REQUIRED TASK:
Answer these questions about the Slashdot post on Raj Patel:
1. On which show did Raj Patel appear to promote his latest book?
2. Who made the prophecies that Patel's life story seemed to fulfill, and what sect did that person found?
3. What score did the comment titled "Here come the quotes..." receive?

Slashdot Mirror


Food Activist's Life Becomes The Life of Brian

krou writes "After food activist and author Raj Patel appeared on The Colbert Report to promote his latest book, things seemed to be going well, until he began to get inundated with emails asking if he was 'the world teacher.' In events ripped straight from The Life of Brian, it would seem that Raj Patel's life story ticks all the boxes necessary to fulfill prophecies made by Benjamin Creme, founder of religious sect Share International. After the volume of emails and inquiries got worse, Patel eventually wrote a message on his website stating categorically that he was not the Messiah. Sure enough, 'his denial merely fanned the flames for some believers. In a twist ripped straight from the script of the comedy classic, they said that this disavowal, too, had been prophesied.'"

31 of 165 comments (clear)

  1. Oblig by Brett+Buck · · Score: 4, Funny

    He's NOT the messaiah, he is a very naughty boy!

    1. Re:Oblig by Ender-s's+Father · · Score: 3, Funny

      No, they're not, son!

  2. Here come the quotes... by Psmylie · · Score: 5, Funny

    I predict a long series of Python quotes incoming. Allow me to post one of my all-time favorites:

    Followers: "Only the true Messiah denies his divinity!"
    Brian "What?! Well, what sort of chance does that give me? All right, I AM the Messiah!"

GIVEN DATA:
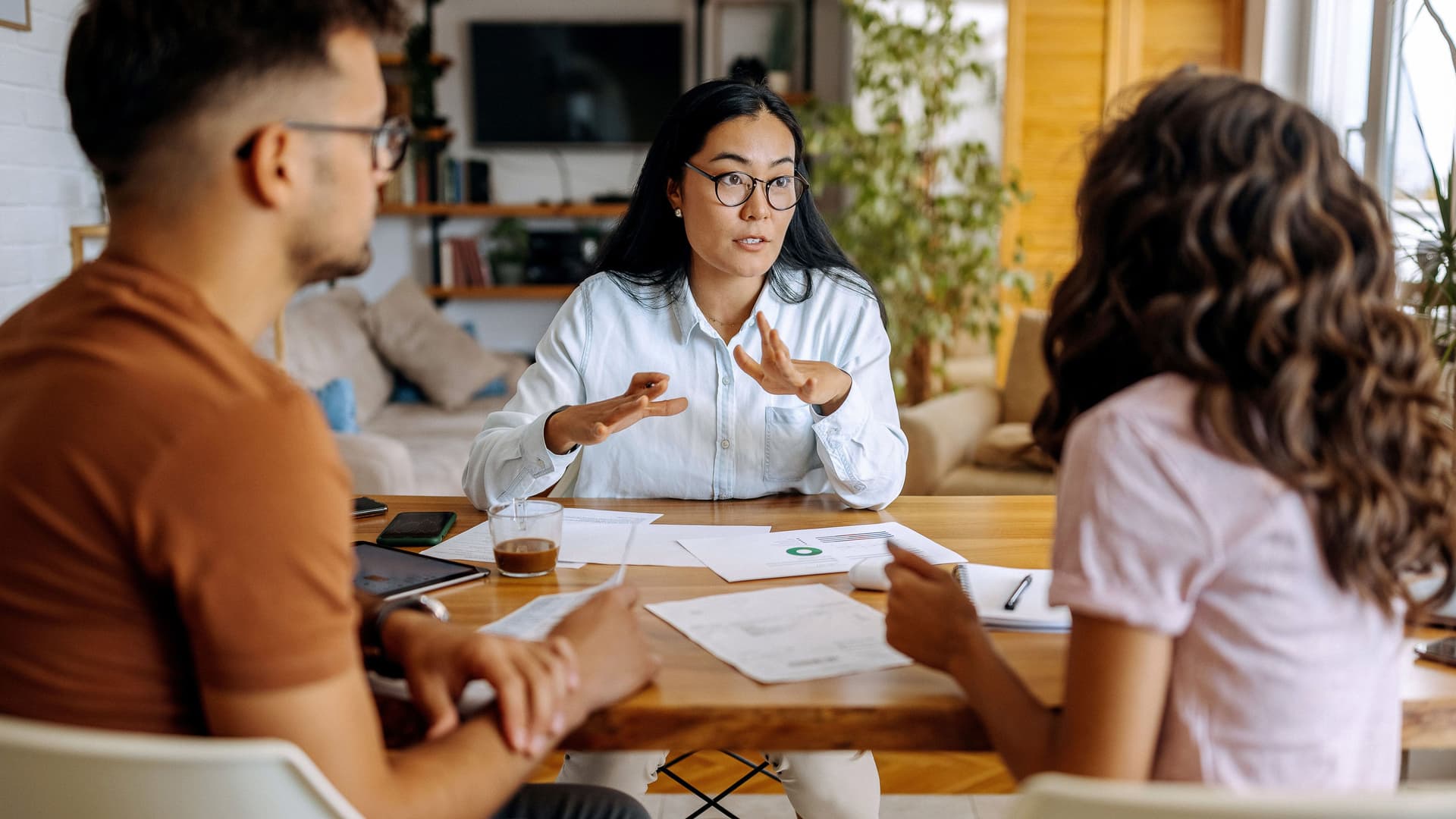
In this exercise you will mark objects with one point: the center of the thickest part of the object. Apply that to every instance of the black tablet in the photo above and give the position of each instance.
(395, 573)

RESPONSE TO THIS EXERCISE:
1. The Colbert Report
2. Benjamin Creme, founder of Share International
3. Score: 5, Funny